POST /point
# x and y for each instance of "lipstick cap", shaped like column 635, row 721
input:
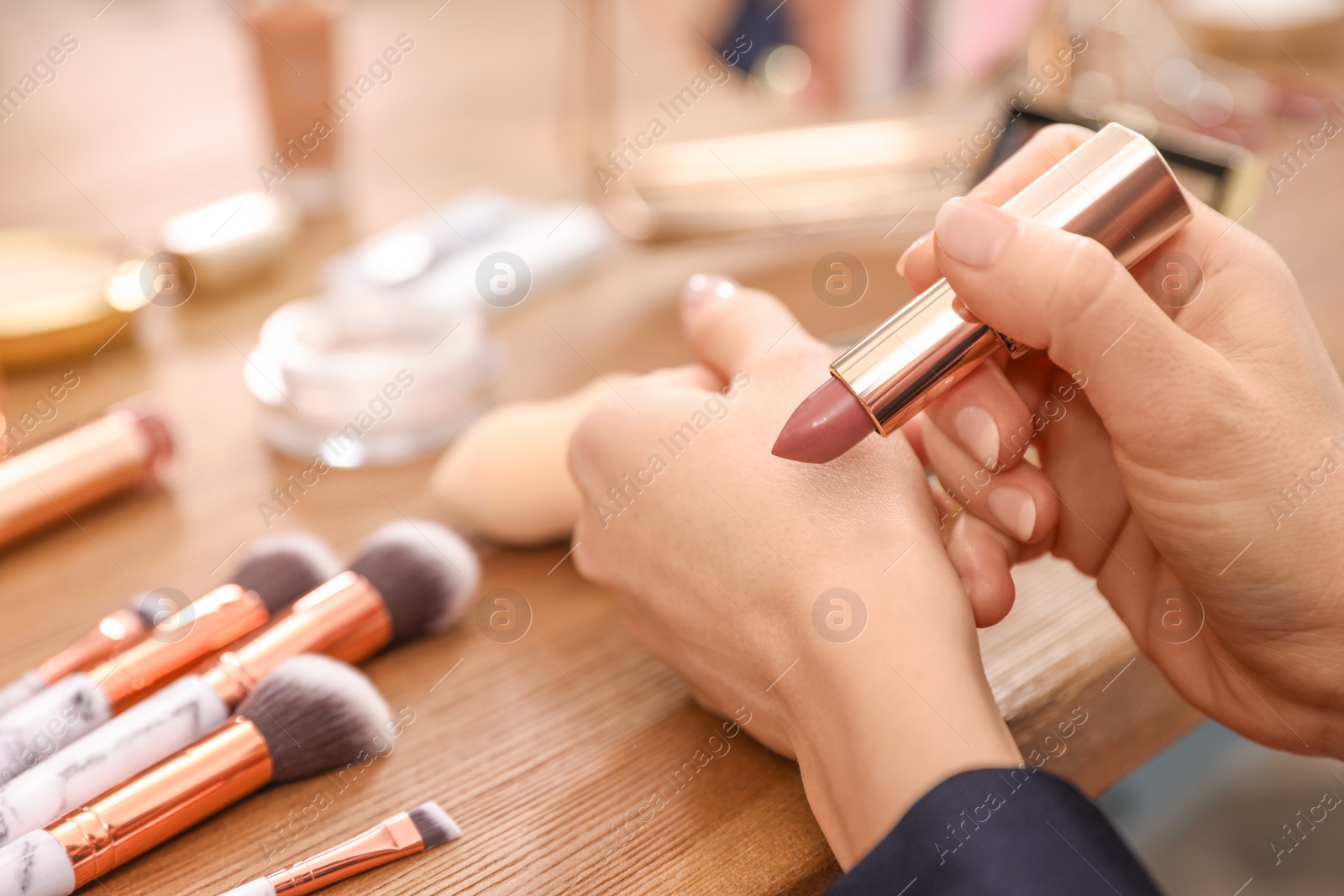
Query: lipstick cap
column 1115, row 188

——————————

Write out every line of the records above word for word, leaving out the pictures.

POST /point
# x and y for each instance of "lipstick cap", shaped like column 635, row 721
input:
Query: lipstick cap
column 1115, row 188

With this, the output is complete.